_EXERCISE BRIEF_
Copy out the full passage below on design recommendations for SROSS projects, word for word.

_PAGE EXTRACT_
[Begin]
Find out more in sections: Design Challenges and Barriers, Onboarding
Make the entry points to contribution beyond code clear and inclusive.
Clear contribution paths allow potential contributors to understand where they are needed and how they can be most useful. Inclusivity increases contributions, because designers and other non-code contributors will see their work as valued and prioritized.
Find out more in sections: Onboarding, Designers’ experiences working with SROSS projects.
Develop resources, community spaces, shared channels, and information repositories for SROSS design.
If OSS/SROSS designers share experiences and learn from each other, they can help shape best practices and reduce barriers for designers new to the ecosystem. Also, including designers in OSS/SROSS maintainer channels, and vice-versa, will help increase designer/developer collaboration and provide guidance to projects without a designer on the team. Institutions can support this by promoting reuse of science and research and usability.
Find out more in sections: Design Challenges and Barriers, Governance
Demonstrate via examples that many design and usability improvements can be small, iterative, and compartmentalized.
SROSS project teams limited by time and resources might assume design and UX improvements will be a large undertaking. In many cases, design and usability improvements do not require overhauling the code.
Find out more in sections: Designers’ experiences working with SROSS projects, Design Challenges and Barriers, Prioritization
In contrast to the above, ensure a project has sufficient capacity to scope and support the work that the designer undertakes.
Design is a non-trivial practice and requires space, time, and resources. Design and usability improvements may require development time. Collaboration will increase efficiency and reduce bottlenecks.
Find out more in sections: Prioritization, Perceptions of Design
Celebrate the value of design in SROSS with active acknowledgement, accolades, and references.
[End]
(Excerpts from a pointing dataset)
[Begin]
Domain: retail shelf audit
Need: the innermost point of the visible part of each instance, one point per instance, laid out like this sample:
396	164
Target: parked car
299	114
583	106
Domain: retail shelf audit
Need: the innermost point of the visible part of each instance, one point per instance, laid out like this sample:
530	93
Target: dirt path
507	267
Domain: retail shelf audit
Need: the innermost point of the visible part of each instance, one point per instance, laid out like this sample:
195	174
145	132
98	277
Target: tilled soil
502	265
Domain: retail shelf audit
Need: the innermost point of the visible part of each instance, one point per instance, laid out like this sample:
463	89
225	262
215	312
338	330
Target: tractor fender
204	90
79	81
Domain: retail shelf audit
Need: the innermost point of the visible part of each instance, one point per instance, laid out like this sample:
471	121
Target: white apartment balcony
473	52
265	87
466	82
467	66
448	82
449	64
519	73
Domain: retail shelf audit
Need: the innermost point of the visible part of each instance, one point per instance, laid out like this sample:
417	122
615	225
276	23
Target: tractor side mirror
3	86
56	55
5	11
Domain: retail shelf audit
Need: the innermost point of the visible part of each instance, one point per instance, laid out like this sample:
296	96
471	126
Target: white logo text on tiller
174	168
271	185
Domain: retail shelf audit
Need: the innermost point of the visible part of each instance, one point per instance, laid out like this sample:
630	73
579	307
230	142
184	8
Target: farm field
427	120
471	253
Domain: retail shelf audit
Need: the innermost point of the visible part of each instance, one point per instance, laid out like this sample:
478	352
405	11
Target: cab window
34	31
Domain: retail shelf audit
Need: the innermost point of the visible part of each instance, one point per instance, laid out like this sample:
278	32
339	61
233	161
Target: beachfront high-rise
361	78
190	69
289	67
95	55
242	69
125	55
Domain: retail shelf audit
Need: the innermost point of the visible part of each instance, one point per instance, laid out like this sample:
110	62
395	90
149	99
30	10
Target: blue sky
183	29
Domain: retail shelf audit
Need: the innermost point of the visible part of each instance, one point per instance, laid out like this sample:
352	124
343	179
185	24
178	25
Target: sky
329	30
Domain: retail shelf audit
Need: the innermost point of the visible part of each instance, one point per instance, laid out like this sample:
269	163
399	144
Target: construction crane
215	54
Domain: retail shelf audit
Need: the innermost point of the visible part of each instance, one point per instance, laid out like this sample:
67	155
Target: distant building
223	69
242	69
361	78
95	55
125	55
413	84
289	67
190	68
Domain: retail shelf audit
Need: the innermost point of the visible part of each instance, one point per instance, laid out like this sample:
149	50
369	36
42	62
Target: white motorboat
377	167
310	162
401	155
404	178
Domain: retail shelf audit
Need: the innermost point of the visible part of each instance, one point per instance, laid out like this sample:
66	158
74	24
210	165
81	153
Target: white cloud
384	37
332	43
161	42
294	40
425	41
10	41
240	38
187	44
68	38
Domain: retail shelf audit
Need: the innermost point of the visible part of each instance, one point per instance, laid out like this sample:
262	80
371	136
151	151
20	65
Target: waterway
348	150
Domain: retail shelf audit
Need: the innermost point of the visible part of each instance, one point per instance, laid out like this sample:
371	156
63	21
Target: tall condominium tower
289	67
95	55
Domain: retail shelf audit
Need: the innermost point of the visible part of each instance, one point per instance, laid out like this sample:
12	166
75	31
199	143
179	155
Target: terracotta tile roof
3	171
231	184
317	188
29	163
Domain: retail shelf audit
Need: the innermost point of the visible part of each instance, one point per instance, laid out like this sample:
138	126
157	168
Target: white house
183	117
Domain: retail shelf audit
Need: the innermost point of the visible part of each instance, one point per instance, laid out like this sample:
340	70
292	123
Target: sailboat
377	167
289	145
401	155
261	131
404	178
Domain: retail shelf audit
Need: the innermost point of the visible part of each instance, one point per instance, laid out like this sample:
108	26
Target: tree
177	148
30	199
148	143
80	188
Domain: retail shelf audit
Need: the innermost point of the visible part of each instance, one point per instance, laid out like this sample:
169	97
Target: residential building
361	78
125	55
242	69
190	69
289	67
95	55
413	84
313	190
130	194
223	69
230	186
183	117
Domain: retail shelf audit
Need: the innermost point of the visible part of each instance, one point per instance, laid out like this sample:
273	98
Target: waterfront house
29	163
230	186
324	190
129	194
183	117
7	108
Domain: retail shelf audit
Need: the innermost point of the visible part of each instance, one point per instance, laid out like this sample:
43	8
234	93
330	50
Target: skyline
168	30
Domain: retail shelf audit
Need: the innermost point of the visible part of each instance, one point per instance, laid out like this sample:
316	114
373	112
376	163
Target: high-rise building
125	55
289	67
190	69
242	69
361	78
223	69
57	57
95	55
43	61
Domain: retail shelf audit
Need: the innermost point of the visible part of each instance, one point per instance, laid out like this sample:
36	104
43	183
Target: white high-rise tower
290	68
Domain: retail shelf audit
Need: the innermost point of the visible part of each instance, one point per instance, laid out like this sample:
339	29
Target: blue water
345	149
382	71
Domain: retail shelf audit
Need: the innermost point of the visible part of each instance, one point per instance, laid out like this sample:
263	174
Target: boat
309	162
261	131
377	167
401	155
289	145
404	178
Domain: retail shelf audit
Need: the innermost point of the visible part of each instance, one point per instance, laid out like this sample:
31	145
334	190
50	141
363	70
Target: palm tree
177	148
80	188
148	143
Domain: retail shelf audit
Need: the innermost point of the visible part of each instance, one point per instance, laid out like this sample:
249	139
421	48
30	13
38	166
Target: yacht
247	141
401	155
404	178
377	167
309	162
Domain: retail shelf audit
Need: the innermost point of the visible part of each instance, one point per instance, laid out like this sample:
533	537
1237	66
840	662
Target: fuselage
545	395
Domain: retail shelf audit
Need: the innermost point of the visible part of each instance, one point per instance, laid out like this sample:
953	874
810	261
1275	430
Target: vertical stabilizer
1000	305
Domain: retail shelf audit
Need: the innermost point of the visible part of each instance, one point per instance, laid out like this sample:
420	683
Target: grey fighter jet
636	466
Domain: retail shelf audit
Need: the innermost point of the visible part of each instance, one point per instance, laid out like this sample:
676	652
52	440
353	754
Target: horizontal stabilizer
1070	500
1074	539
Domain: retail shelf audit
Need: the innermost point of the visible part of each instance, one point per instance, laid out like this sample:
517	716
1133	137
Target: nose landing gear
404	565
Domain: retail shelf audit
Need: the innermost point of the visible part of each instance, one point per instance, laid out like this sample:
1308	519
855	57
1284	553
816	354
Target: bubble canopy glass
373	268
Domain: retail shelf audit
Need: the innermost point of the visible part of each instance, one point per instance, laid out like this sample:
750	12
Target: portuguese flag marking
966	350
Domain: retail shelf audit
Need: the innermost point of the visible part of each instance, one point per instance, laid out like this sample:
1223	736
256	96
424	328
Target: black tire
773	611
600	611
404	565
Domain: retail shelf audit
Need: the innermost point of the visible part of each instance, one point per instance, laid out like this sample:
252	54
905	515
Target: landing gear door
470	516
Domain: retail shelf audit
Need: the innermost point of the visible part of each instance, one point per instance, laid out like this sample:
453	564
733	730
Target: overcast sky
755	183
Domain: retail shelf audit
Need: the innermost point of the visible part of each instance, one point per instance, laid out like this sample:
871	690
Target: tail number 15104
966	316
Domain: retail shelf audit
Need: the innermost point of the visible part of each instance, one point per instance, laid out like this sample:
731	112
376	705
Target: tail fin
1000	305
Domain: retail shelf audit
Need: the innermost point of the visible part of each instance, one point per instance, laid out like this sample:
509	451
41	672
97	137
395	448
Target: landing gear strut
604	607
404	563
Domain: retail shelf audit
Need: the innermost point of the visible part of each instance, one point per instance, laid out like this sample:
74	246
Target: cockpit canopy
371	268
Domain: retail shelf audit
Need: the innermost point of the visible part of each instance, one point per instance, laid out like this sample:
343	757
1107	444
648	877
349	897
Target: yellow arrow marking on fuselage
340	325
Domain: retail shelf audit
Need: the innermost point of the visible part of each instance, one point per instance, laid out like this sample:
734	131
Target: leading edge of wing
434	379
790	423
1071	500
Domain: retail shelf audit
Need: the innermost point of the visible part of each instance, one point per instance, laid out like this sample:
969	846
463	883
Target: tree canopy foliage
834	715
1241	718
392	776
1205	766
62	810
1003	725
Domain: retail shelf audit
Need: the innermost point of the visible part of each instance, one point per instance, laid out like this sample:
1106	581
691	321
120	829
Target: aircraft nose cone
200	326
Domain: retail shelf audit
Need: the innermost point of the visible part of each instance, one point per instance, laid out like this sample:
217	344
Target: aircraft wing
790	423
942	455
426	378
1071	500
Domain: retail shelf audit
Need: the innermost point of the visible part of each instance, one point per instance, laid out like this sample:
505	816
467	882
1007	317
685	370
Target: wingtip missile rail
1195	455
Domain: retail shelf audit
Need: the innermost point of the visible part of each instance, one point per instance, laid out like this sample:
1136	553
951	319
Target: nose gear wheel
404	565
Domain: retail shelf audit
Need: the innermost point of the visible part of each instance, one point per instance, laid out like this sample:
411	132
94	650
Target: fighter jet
[End]
_EXPECTED ANSWER_
Find out more in sections: Design Challenges and Barriers, Onboarding
Make the entry points to contribution beyond code clear and inclusive.
Clear contribution paths allow potential contributors to understand where they are needed and how they can be most useful. Inclusivity increases contributions, because designers and other non-code contributors will see their work as valued and prioritized.
Find out more in sections: Onboarding, Designers’ experiences working with SROSS projects.
Develop resources, community spaces, shared channels, and information repositories for SROSS design.
If OSS/SROSS designers share experiences and learn from each other, they can help shape best practices and reduce barriers for designers new to the ecosystem. Also, including designers in OSS/SROSS maintainer channels, and vice-versa, will help increase designer/developer collaboration and provide guidance to projects without a designer on the team. Institutions can support this by promoting reuse of science and research and usability.
Find out more in sections: Design Challenges and Barriers, Governance
Demonstrate via examples that many design and usability improvements can be small, iterative, and compartmentalized.
SROSS project teams limited by time and resources might assume design and UX improvements will be a large undertaking. In many cases, design and usability improvements do not require overhauling the code.
Find out more in sections: Designers’ experiences working with SROSS projects, Design Challenges and Barriers, Prioritization
In contrast to the above, ensure a project has sufficient capacity to scope and support the work that the designer undertakes.
Design is a non-trivial practice and requires space, time, and resources. Design and usability improvements may require development time. Collaboration will increase efficiency and reduce bottlenecks.
Find out more in sections: Prioritization, Perceptions of Design
Celebrate the value of design in SROSS with active acknowledgement, accolades, and references.